◆ **Document passage**:
=-=-=

SZJLE v Minister for Immigration
[2007] FMCA 970
•26 June 2007
FEDERAL MAGISTRATES COURT OF AUSTRALIA
| SZJLE & ANOR v MINISTER FOR IMMIGRATION & ANOR | [2007] FMCA 970 |
| MIGRATION – Review of decision of Refugee Review Tribunal – whether the Tribunal relied on information that was not the subject of exceptions s.424A(3) and which should have been put to the applicants in writing pursuant to s.424A(1) – failure on the part of the Tribunal to comply with s.424A(1) constituted jurisdictional error – application allowed. |
| Migration Act 1958, s.424A |
| SAAP v Minister for Immigration and Multicultural and Indigenous Affairs (2005) 215 ALR 162 Minister for Immigration and Multicultural Affairs v Al Shamry (2001) 110 FCR 27 SZEEU v Minister for Immigration and Multicultural and Indigenous Affairs (2006) 150 FCR 214 SZBYR v Minister for Immigration and Citizenship [2007] HCA 26 Minister for Immigration and Ethnic Affairs v Wu Shan Liang (1996) 185 CLR 259 VAF v Minister for Immigration and Multicultural and Indigenous Affairs (2004) 206 ALR 471 |
| First Applicant: | SZJLE |
| Second Applicant: | SZJLF |
| First Respondent: | MINISTER FOR IMMIGRATION & MULTICULTURAL AFFAIRS |
| Second Respondent: | REFUGEE REVIEW TRIBUNAL |
| File Number: | SYG 2775 of 2006 |
| Judgment of: | Nicholls FM |
| Hearing date: | 22 March 2007 |
| Date of Last Submission: | 16 March 2007 |
| Delivered at: | Sydney |
| Delivered on: | 26 June 2007 |
REPRESENTATION
| Counsel for the Applicant: | Mr. J. F. Gormly (by direct access) |
| Solicitors for the Applicant: | Nil |
| Counsel for the Respondents: | Mr. J. D. Smith |
| Solicitors for the Respondents: | Clayton Utz Lawyers |
ORDERS
A writ of certiorari be issued quashing the decision of the second respondent.

=-=-=

◆ **Collected data**:
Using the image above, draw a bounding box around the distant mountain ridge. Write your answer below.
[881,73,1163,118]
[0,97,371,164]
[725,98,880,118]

=-=-=

◆ **Objective**: Continue the SZJLE immigration judgment from its last sentence. The lines above were taken from a different source.

◆ **Exercise result**:
A writ of mandamus be issued requiring the second respondent to redetermine the matter according to law.
The applicant’s to have leave to file and serve written submissions in relation to their application for costs by 5 July 2007.
The Minister to file and serve submissions in reply by 12 July 2007.
| FEDERAL MAGISTRATES COURT OF AUSTRALIA AT SYDNEY |
SYG 2775 of 2006
| SZJLE |
First Applicant
| SZJLF |
Second Applicant
And
| MINISTER FOR IMMIGRATION & MULTICULTURAL AFFAIRS |
First Respondent
| REFUGEE REVIEW TRIBUNAL |
Second Respondent
REASONS FOR JUDGMENT
I have before me an application filed on 27 September 2006, seeking review of the decision of the Refugee Review Tribunal (“the Tribunal”) signed on 22 August 2006 and handed down on 5 September 2006, which affirmed the decision of a delegate of the respondent Minister to refuse a protection visa to the applicants.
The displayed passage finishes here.